## Cosa si chiede
Trascrivi parola per parola la parte del brano sui discepoli e il regno di Dio che comincia con "I discepoli rimasero" e prosegue fino a "avere in Dio.".

I discepoli rimasero
stupiti per le sue parole, non tanto per il loro significato spirituale che
non approfondivano, ma perché le crederono un assurdo. Persuasi, infatti che il
regno di Dio, ossia il regno del Messia, dovesse essere un regno
visibile e temporale, sembrava ad essi logico e naturale che i primi a farne
parte dovessero essere i ricchi e i grandi del mondo. Anzi, sembrava loro che
il reclutare un ricco nelle loro fila dovesse essere un gran vantaggio, sperando
nell’aiuto che le sue ricchezze avrebbero potuto dare allo sviluppo della loro
opera.
È questo, infatti,
il punto debole di quelli che compiono qualche opera santa; è la breccia per la
quale penetra nel cuore la fiducia umana e per la quale sfugge la piena fiducia
che bisogna avere in Dio.
Per
questo Gesù soggiunse, pieno d’affetto, compatendo alla loro debolezza, e pieno
di dolore, considerando la loro mancanza di fede: Figliolini, quanto è
difficile che entrino nel regno dei cieli quelli che confidano nel denaro.

## Dati forniti

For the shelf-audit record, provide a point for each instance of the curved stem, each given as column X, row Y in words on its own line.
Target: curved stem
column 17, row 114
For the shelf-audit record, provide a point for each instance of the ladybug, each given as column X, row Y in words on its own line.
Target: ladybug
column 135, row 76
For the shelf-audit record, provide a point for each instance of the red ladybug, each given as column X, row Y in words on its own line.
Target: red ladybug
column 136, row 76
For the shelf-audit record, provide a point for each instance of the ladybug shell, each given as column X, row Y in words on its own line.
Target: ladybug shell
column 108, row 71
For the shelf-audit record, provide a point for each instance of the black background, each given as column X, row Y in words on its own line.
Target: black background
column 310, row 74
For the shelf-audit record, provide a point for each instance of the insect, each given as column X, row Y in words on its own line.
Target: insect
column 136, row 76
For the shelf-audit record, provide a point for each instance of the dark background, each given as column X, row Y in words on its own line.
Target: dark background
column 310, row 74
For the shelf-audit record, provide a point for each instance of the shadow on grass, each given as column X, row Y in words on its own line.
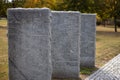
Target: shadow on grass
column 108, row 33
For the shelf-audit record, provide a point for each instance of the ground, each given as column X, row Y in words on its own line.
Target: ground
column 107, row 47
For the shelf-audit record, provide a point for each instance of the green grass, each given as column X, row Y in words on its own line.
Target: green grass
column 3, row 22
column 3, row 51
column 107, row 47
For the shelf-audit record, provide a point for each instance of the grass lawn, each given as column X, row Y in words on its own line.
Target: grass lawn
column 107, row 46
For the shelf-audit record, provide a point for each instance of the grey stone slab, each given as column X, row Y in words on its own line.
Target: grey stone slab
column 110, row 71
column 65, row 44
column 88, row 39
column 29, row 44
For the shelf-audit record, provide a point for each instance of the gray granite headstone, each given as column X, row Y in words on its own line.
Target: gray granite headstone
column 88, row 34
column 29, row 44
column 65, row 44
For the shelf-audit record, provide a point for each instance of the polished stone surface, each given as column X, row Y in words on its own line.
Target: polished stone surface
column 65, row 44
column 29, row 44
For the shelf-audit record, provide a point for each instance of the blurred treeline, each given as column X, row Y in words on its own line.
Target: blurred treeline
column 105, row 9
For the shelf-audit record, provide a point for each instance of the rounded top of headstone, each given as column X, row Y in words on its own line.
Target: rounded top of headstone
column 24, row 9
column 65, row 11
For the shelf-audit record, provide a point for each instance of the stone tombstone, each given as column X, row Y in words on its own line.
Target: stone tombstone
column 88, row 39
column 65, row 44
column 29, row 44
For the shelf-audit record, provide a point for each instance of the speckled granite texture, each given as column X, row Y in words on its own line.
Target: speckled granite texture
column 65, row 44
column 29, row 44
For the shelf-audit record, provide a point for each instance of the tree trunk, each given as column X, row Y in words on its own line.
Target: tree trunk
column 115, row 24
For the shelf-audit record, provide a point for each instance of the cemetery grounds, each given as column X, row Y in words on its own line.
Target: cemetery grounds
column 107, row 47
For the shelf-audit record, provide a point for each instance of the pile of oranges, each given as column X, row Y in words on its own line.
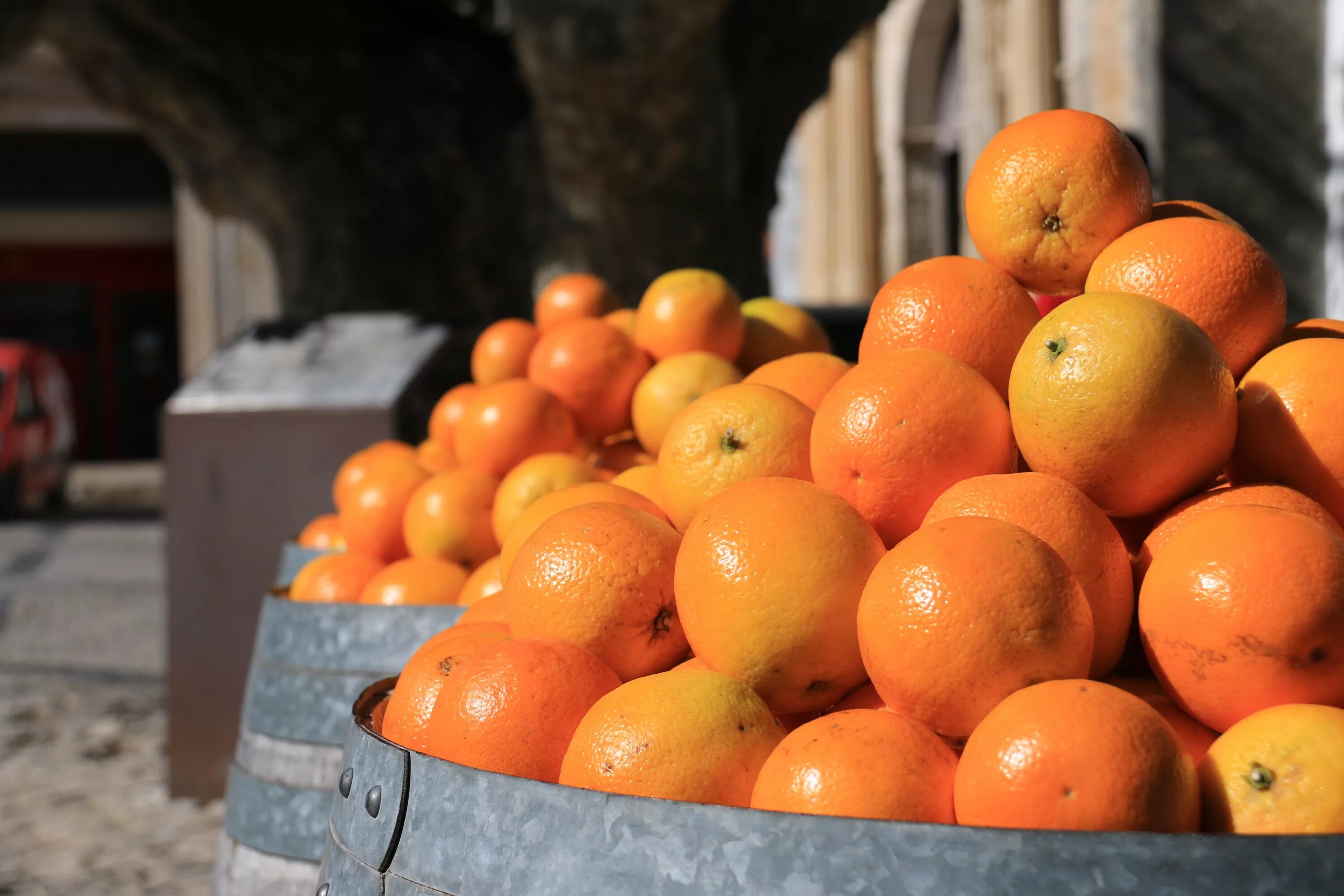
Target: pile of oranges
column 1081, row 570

* * *

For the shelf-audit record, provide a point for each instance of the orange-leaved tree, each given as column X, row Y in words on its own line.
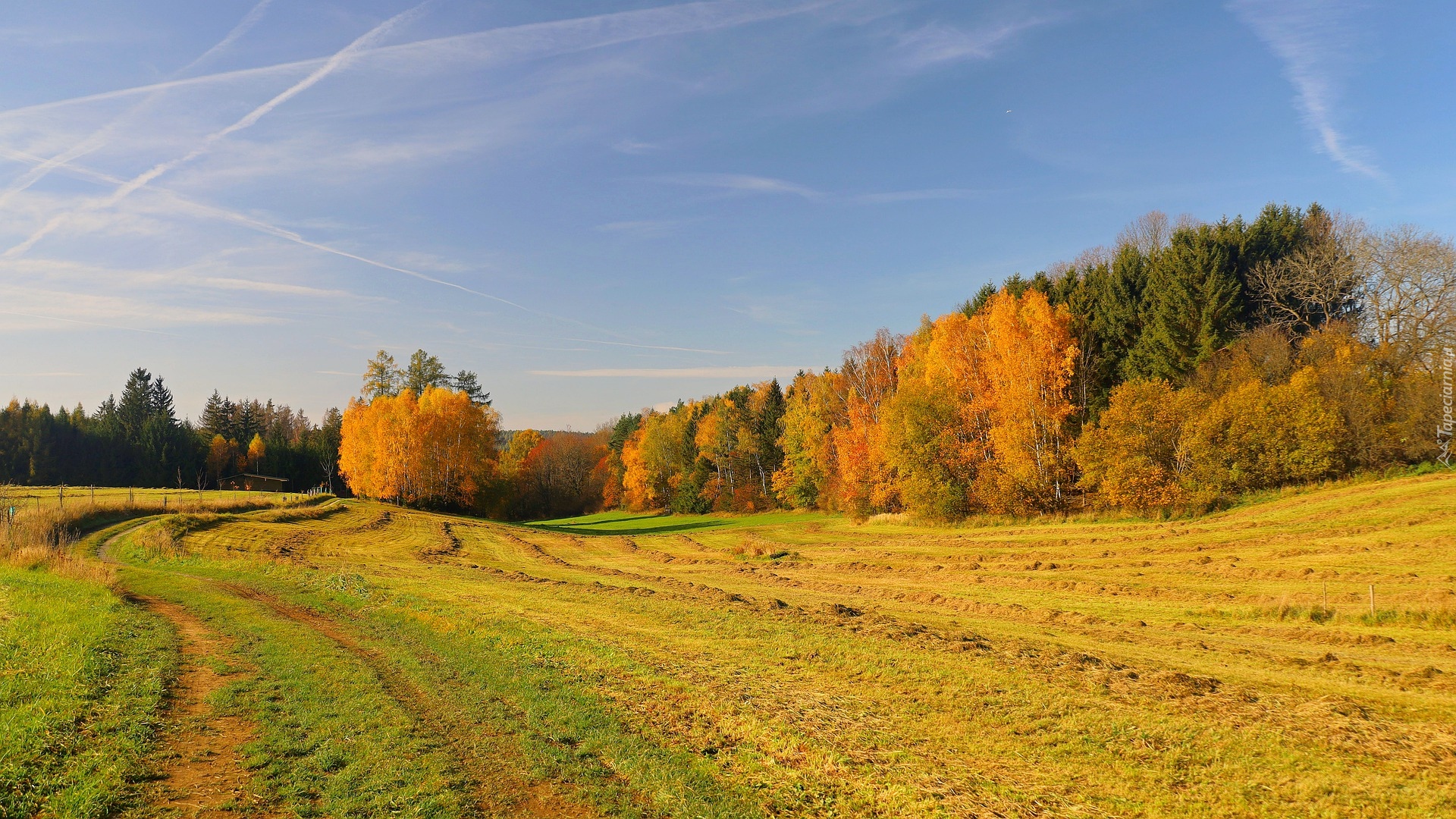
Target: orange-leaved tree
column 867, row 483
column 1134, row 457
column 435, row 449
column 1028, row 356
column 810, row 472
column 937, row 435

## Risposta qui sotto
I discepoli rimasero
stupiti per le sue parole, non tanto per il loro significato spirituale che
non approfondivano, ma perché le crederono un assurdo. Persuasi, infatti che il
regno di Dio, ossia il regno del Messia, dovesse essere un regno
visibile e temporale, sembrava ad essi logico e naturale che i primi a farne
parte dovessero essere i ricchi e i grandi del mondo. Anzi, sembrava loro che
il reclutare un ricco nelle loro fila dovesse essere un gran vantaggio, sperando
nell’aiuto che le sue ricchezze avrebbero potuto dare allo sviluppo della loro
opera.
È questo, infatti,
il punto debole di quelli che compiono qualche opera santa; è la breccia per la
quale penetra nel cuore la fiducia umana e per la quale sfugge la piena fiducia
che bisogna avere in Dio.